------ Text

Keboola Security Whitepaper

 

Introduction

 

Businesses are experiencing vast growth of amount of data, explore new sources of data often coming from cloud environment, utmost necessity to provide access to corporate information and insight to larger audiences and instead of matter of months in matter of hours or less to act based of knowledge instead of beliefs. Keboola with the Keboola Connection platform is at the heart of this shift in how companies need to treat data.

Keboola Connection (further just Keboola) is a cloud-based Software-as-a-Service platform for data integration, cleansing, enrichment and collaboration. Keboola lets you blend your data from various sources such as your internal databases, apps, web services or social networks and display insights in GoodData, Tableau or other business intelligence tools out there.

Security of data and the whole environment where corporate data travel and rest are the core concern. This document provides comprehensive view on how data are secured and security concerns are managed in Keboola environment, including GoodData as the most common platform of choice for data visualisation.

 

Overview

 

Keboola Overview

Figure 1: High level overview of Keboola environment and data flows

  • Customer Denotes customer’s infrastructure on customer’s premise. In this infrastructure there should be a specific data storage where data extracts are prepared for upload to Keboola.
  • Uploader is a code provided by Keboola that runs on customer’s infrastructure and manages authentication, connectivity and upload of data from extracts to Keboola. This piece of software is open source to be scrutinized, built and deployed by customers.
  • Keboola (Keboola Connection) denotes all software components of the Keboola Connection solution
  • Workers are components processing your data, let it be transformations, enrichment or analytics.

 

Keboola Overview

 

Keboola is fundamentally built and operated on top of Amazon AWS and other 3rd party services, such as PaperTrail (logging), PagerDuty (alerting) or NewRelic (monitoring). Keboola inherits from Amazon important security characteristics for data storage, encryption, access control, archiving and others. Detailed description of underlying Amazon security concerns are well documented in Amazon whitepapers: http://aws.amazon.com/security/.

------------

» The problem:
Write the next part of the Keboola security whitepaper, picking up right after its last sentence.

------ Collected material

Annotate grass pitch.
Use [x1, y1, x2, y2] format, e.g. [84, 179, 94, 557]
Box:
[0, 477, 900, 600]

------------

» Reply:
Data stored in Amazon (Amazon Redshift) can be encrypted using HSM (hardware encryption, http://aws.amazon.com/cloudhsm/). Data storage then complies with PCI DSS, SOX and HIPAA (http://docs.aws.amazon.com/redshift/latest/mgmt/working-with-db-encryption.html).

Access control within Keboola is based on Amazon IAM and uses two-phase authentication to Keboola. All communication goes through SSL connections calling REST APIs. Connection can be established only with a valid token encrypted with blowfish algorithm. Token authorization is performed by Storage API isolated from the rest of the infrastructure.

Keboola Architecture

 

Keboola Architecture Components

Figure 2: Keboola architecture components

Security Architecture

 

Security is the key concern underpinning all fundamental concepts of Keboola Architecture. There is a strict separation and audit mechanism in how data are uploaded and consequently processed and stored.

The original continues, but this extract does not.